- [Passage to read]:
5.3. How Epistemic Justification Spends
A second objection can be gleaned from the work of Peter Markie (2005: 415; cf. Cohen 2005: 428). Markie criticizes another attempt to solve the bootstrapping problem for being incompatible with the following intuitive idea about epistemic justification:
If it is reasonable for us to believe p and the truth of p increases the likelihood that another proposition, q, is true, then p is a reason (perhaps defeasible) for us to believe q. Just as money, however gained, still spends the same, so too reasonable beliefs, however gained, still epistemically support the same beliefs. (2005: 415)
Now we have already discussed in some detail how probabilistic considerations are in fact deeply at odds with the dogmatist’s theory and decided to put them aside and try to make the best of it. So we will not concern ourselves with the aspects of Markie’s remarks that rely on probabilities.
However, Markie’s more general idea that “reasonable belief, however gained, still epistemically support the same beliefs” is plausible in its own right but is incompatible with my solution. This is because my solution says that the belief that the slide is red, when gained by visual perception of the slide being red, does not support the same beliefs as the belief that the slide is red gained by testimony from the person who set up the slide show. Nonetheless, I wish to now argue that epistemic justification is not in fact like money in the way Markie suggests.[36]
To see this, recall that we are pursuing the idea that epistemic justification does not satisfy transitivity because it fails to satisfy cut. But we also noted that epistemic justification may fail to satisfy transitivity because it fails to satisfy monotonicity. To illustrate, consider a case where a certain body of evidence that can be represented by the set Α justifies concluding γ by induction, but Α together with, for example, ‘the evidence gathered is biased’ does not. This leads to a failure of epistemic justification to be transitive as well, for it is plausible that believing the big conjunction of the propositions expressed by the sentences in Α and ‘the evidence gathered is biased’ justifies believing each of the propositions expressed by the sentences in Α. So we have it that the big conjunction justifies believing each of the propositions expressed by the sentences in Α and the propositions expressed by the sentences in Α justifies the propositions expressed by γ, but the big conjunction does not justify the proposition expressed by γ.

- [Given entries]:
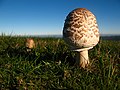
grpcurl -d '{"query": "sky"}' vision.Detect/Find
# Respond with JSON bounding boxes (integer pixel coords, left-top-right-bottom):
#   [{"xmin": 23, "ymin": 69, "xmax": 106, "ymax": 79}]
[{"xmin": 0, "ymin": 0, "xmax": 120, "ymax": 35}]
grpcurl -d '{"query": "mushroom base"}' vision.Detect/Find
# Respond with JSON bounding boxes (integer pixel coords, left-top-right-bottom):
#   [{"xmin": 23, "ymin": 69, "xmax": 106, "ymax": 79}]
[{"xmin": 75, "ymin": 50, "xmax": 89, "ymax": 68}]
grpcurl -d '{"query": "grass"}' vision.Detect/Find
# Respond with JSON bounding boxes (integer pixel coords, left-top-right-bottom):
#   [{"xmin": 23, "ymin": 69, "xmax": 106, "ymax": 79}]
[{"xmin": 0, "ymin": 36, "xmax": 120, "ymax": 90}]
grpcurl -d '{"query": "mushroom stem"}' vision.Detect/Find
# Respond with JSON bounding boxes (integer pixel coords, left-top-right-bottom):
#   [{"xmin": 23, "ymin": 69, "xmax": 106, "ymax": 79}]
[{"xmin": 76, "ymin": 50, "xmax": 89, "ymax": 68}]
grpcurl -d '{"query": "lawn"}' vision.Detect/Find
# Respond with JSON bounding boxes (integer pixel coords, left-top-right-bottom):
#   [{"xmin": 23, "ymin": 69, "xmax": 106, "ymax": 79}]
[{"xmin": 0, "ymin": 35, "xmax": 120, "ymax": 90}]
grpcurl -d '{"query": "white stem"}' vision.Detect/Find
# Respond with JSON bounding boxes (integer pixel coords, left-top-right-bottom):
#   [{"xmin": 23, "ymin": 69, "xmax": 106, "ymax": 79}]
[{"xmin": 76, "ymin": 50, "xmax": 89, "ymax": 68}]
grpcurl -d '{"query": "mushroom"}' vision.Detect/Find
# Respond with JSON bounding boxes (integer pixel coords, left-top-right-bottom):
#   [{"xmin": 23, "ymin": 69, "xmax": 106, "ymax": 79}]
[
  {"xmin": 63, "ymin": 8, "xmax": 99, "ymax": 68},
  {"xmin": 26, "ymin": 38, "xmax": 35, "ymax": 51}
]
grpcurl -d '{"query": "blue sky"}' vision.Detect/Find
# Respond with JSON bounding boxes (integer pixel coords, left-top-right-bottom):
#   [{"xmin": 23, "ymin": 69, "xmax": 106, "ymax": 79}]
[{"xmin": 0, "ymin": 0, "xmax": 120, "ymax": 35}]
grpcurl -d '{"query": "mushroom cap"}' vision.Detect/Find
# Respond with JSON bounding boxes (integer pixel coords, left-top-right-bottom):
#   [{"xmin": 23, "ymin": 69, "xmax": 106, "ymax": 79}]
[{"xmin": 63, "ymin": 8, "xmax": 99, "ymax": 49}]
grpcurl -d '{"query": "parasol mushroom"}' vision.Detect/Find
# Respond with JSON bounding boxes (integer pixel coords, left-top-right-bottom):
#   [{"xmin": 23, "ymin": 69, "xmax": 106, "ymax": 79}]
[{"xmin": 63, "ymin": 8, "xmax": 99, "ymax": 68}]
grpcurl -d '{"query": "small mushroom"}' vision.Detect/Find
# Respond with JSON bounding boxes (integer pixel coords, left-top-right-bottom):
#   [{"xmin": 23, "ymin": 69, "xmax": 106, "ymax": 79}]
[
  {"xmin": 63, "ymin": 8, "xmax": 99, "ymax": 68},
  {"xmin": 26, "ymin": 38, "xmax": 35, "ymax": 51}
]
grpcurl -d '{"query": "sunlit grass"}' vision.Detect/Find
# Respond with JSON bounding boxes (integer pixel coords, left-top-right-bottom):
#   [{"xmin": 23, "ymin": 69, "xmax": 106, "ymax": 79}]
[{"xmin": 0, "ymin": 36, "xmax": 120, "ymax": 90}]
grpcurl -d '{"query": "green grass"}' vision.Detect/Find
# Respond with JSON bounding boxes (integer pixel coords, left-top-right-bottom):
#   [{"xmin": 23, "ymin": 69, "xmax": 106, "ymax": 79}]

- [Written instruction 1]: Please return every line of the entries that contains the string "mushroom", treating case as significant.
- [Written instruction 2]: Pick up the passage on epistemic justification after its final sentence and continue it.
The passage on epistemic justification and the entries are separate, unrelated material.

- [Reply 1]:
grpcurl -d '{"query": "mushroom base"}' vision.Detect/Find
grpcurl -d '{"query": "mushroom stem"}' vision.Detect/Find
grpcurl -d '{"query": "mushroom"}' vision.Detect/Find
grpcurl -d '{"query": "mushroom cap"}' vision.Detect/Find
grpcurl -d '{"query": "parasol mushroom"}' vision.Detect/Find
grpcurl -d '{"query": "small mushroom"}' vision.Detect/Find

- [Reply 2]:
This shows why Markie’s principle is wrong. Α, however gained, does not support γ. Α gained by deduction from the big conjunction, for example, does not support γ. Now Markie may respond to this by pointing out that he is talking about defeasible justification and so Α however gained does defeasibly support γ. It is just that the support is defeated in this case. In particular, it is undercut so that there is no actual support for Α from γ in this case.
I am happy with this response. But it entails that my solution is in fact compatible with Markie’s principle. For I may say that track record defeasibly supports reliability however gained. It is just that in the bootstrapping reasoning the support is defeated. It is undercut so that there is no actual support for reliability from track record.
Thus, everyone must reject or qualify Markie’s principle. And so qualified, the principle is compatible with my idea. Of course, what defeats the justification in the example that I just gave is another belief whereas in the bootstrapping reasoning the organization of your beliefs defeats the justification. But we have developed a general theory on which we can make sense of exactly how and why the organization of your beliefs matters.
5.4. An Alternative Approach?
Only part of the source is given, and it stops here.